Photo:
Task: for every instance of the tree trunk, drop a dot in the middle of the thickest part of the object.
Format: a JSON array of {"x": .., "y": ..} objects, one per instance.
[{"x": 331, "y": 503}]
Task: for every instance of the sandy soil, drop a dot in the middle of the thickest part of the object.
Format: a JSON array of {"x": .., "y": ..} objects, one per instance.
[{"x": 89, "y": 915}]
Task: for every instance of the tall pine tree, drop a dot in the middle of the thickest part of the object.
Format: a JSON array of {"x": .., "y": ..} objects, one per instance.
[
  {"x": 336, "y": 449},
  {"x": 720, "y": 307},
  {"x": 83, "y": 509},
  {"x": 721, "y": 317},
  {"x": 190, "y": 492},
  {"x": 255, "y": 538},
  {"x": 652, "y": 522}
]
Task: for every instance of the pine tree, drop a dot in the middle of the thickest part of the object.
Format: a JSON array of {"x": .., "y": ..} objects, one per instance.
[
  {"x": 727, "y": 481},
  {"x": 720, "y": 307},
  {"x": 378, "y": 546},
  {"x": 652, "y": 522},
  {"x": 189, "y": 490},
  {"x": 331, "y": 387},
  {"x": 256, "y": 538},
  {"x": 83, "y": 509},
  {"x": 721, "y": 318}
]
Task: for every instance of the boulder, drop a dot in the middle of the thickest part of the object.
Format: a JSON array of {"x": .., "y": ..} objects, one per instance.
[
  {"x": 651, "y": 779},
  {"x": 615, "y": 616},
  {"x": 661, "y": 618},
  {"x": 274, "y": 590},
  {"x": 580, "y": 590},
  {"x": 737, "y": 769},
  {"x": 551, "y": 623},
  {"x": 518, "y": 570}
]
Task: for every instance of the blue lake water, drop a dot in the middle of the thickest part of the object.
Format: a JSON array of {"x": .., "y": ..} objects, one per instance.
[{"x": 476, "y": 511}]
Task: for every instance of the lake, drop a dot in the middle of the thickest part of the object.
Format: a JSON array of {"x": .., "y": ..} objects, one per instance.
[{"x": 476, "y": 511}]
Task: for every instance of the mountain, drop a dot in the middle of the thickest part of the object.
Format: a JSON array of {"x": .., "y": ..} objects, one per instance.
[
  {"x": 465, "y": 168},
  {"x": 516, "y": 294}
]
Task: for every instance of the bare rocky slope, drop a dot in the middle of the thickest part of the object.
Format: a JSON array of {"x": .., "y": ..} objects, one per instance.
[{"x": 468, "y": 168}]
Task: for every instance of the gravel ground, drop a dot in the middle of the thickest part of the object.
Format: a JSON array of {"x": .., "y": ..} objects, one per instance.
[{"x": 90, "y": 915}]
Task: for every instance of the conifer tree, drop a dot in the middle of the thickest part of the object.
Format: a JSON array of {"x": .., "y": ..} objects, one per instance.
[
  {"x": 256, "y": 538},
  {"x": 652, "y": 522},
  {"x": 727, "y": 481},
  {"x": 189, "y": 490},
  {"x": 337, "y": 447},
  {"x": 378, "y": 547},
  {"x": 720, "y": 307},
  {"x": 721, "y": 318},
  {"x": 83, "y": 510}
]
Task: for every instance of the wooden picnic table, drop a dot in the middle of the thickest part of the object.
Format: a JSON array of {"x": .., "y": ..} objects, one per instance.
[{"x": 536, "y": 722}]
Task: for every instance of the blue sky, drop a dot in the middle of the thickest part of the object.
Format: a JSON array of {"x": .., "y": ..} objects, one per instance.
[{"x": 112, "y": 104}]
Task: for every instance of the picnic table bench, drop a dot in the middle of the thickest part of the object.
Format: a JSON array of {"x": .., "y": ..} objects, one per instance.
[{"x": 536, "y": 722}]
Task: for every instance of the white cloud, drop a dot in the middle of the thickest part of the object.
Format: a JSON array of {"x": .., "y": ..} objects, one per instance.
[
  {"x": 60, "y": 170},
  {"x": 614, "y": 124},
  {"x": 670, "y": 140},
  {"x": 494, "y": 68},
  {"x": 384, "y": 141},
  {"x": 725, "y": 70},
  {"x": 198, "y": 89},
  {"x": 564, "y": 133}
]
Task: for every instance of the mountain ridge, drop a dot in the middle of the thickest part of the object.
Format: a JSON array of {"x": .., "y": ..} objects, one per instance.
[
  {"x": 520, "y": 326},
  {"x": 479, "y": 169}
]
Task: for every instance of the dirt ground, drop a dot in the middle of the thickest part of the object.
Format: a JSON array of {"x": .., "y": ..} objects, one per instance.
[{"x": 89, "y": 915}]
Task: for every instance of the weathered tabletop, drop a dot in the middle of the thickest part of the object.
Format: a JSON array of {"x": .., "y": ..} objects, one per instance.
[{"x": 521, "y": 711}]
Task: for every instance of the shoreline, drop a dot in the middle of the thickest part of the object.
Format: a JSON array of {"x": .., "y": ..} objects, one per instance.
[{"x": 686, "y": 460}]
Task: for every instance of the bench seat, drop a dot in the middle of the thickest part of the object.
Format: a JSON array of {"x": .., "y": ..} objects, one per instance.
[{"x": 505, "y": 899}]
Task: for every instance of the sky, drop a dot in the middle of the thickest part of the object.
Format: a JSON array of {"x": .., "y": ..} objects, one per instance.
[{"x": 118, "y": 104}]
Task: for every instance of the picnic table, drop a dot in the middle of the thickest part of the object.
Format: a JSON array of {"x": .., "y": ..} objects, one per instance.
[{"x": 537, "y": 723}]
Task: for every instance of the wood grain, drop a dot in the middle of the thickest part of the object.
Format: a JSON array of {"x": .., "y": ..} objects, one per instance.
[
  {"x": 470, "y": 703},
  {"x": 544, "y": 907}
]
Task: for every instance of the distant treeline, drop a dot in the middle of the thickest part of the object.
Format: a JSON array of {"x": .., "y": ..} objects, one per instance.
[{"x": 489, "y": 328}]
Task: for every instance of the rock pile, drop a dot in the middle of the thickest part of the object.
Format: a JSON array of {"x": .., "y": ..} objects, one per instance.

§ To do
Would you please give back all of the material above exactly as it stands?

§ Answer section
Photo:
Task: for every instance of the tree trunk, drop a dot in the middle of the thickest part of the object.
Format: a JSON array of {"x": .., "y": ..} objects, one per instance.
[{"x": 331, "y": 503}]
Task: for every instance of the sandy soil, drop a dot in the middle of the thickest part of the object.
Format: a JSON array of {"x": .., "y": ..} objects, one per instance.
[{"x": 89, "y": 915}]
Task: for every instance of the tall pine tree, drop a dot in the middle of the thickest part of the object.
Format: a JSON array of {"x": .., "y": ..} objects, one per instance.
[
  {"x": 336, "y": 449},
  {"x": 720, "y": 307},
  {"x": 83, "y": 509},
  {"x": 721, "y": 317},
  {"x": 190, "y": 492},
  {"x": 255, "y": 538},
  {"x": 652, "y": 522}
]
Task: for every instance of the pine tree, drop a dot in the middle of the thickest part of the object.
Format: a JSON array of {"x": .., "y": ..} objects, one per instance.
[
  {"x": 727, "y": 481},
  {"x": 720, "y": 307},
  {"x": 378, "y": 546},
  {"x": 652, "y": 522},
  {"x": 189, "y": 490},
  {"x": 331, "y": 387},
  {"x": 256, "y": 538},
  {"x": 83, "y": 509},
  {"x": 721, "y": 318}
]
Task: for every instance of the boulder, drop a dot in the middle of the thickest part of the object.
Format: a JSON array of {"x": .., "y": ..} objects, one per instance.
[
  {"x": 651, "y": 779},
  {"x": 615, "y": 616},
  {"x": 661, "y": 618},
  {"x": 274, "y": 590},
  {"x": 580, "y": 590},
  {"x": 737, "y": 769},
  {"x": 551, "y": 623},
  {"x": 518, "y": 570}
]
Task: for every instance of the blue lake water, drop a dot in the middle of the thickest part of the object.
Format: a JSON array of {"x": .., "y": ..} objects, one per instance.
[{"x": 476, "y": 511}]
Task: for every instance of the lake, drop a dot in the middle of the thickest part of the object.
Format: a JSON array of {"x": .., "y": ..} objects, one per instance.
[{"x": 476, "y": 511}]
Task: for every instance of the mountain, drop a dot in the middle of the thickest part of the object.
Format: a JSON array of {"x": .., "y": ..} objects, one per instance.
[
  {"x": 465, "y": 168},
  {"x": 516, "y": 294}
]
Task: for every instance of the bare rocky slope, drop a dot in the middle of the thickest part of the object.
Format: a JSON array of {"x": .., "y": ..} objects, one per instance.
[{"x": 468, "y": 168}]
Task: for every instance of the gravel ground, drop a dot in the middle of the thickest part of the object.
Format: a JSON array of {"x": .., "y": ..} objects, one per instance.
[{"x": 90, "y": 915}]
Task: for every instance of the conifer tree, drop a dot in the middle of the thickest part of the object.
Format: a JSON array of {"x": .., "y": ..} objects, one per instance.
[
  {"x": 256, "y": 538},
  {"x": 652, "y": 522},
  {"x": 727, "y": 481},
  {"x": 189, "y": 490},
  {"x": 337, "y": 447},
  {"x": 378, "y": 547},
  {"x": 720, "y": 307},
  {"x": 721, "y": 318},
  {"x": 83, "y": 510}
]
Task: for every instance of the wooden picnic table, drop a dot in the middle of the thickest part of the object.
Format: a JSON array of {"x": .., "y": ..} objects, one per instance.
[{"x": 536, "y": 722}]
Task: for every instance of the blue sky, drop a dot in the middle of the thickest part of the object.
Format: a JSON array of {"x": .., "y": ..} objects, one per instance.
[{"x": 112, "y": 104}]
Task: for every instance of the picnic table bench, drop a dot in the middle of the thickest part of the object.
Format: a JSON array of {"x": .., "y": ..} objects, one per instance.
[{"x": 536, "y": 722}]
Task: for every instance of the white cloud, drop a dot in the middle of the thickest part of the object.
Format: a JSON array of {"x": .., "y": ..} objects, one per instance.
[
  {"x": 60, "y": 170},
  {"x": 614, "y": 124},
  {"x": 670, "y": 140},
  {"x": 494, "y": 68},
  {"x": 384, "y": 141},
  {"x": 725, "y": 70},
  {"x": 198, "y": 89},
  {"x": 564, "y": 133}
]
Task: for every instance of the mountain ridge, drop a dot in the middle of the thickest part of the object.
Format: a JSON array of {"x": .., "y": ..} objects, one per instance.
[
  {"x": 520, "y": 326},
  {"x": 479, "y": 169}
]
Task: for every instance of the dirt ground, drop a dot in the middle of the thickest part of the object.
Format: a JSON array of {"x": .., "y": ..} objects, one per instance.
[{"x": 89, "y": 915}]
Task: for every instance of the weathered tabletop, drop a dot in the middle of the thickest part of the object.
Format: a JSON array of {"x": .., "y": ..} objects, one per instance.
[{"x": 521, "y": 711}]
Task: for every instance of the shoreline, drop a dot in the middle of the thickest part of the object.
Format: a JSON array of {"x": .., "y": ..} objects, one per instance.
[{"x": 686, "y": 460}]
Task: for every instance of the bench seat, drop a dot in the middle of the thickest part of the object.
Format: a JSON array of {"x": .., "y": ..} objects, one per instance.
[{"x": 505, "y": 899}]
Task: for every instance of the sky, drop a dot in the middle of the thickest part of the object.
Format: a JSON array of {"x": .., "y": ..} objects, one per instance.
[{"x": 118, "y": 104}]
Task: for every instance of the picnic table, drop a dot in the middle of the thickest part of the object.
Format: a JSON array of {"x": .., "y": ..} objects, one per instance.
[{"x": 537, "y": 723}]
Task: for every instance of the wood grain, drop a dot in the middle of the thickest part of the object.
Format: a JSON array of {"x": .., "y": ..} objects, one per instance.
[
  {"x": 470, "y": 703},
  {"x": 544, "y": 907}
]
Task: for every instance of the distant treeline, drop a dot in the middle of the thickest part of the object.
Format: a JSON array of {"x": .., "y": ..} objects, one per instance.
[{"x": 489, "y": 328}]
Task: for every instance of the rock pile, drop a dot in the middle of the thickest part of the object.
Format: a JSON array of {"x": .., "y": ..} objects, one per instance.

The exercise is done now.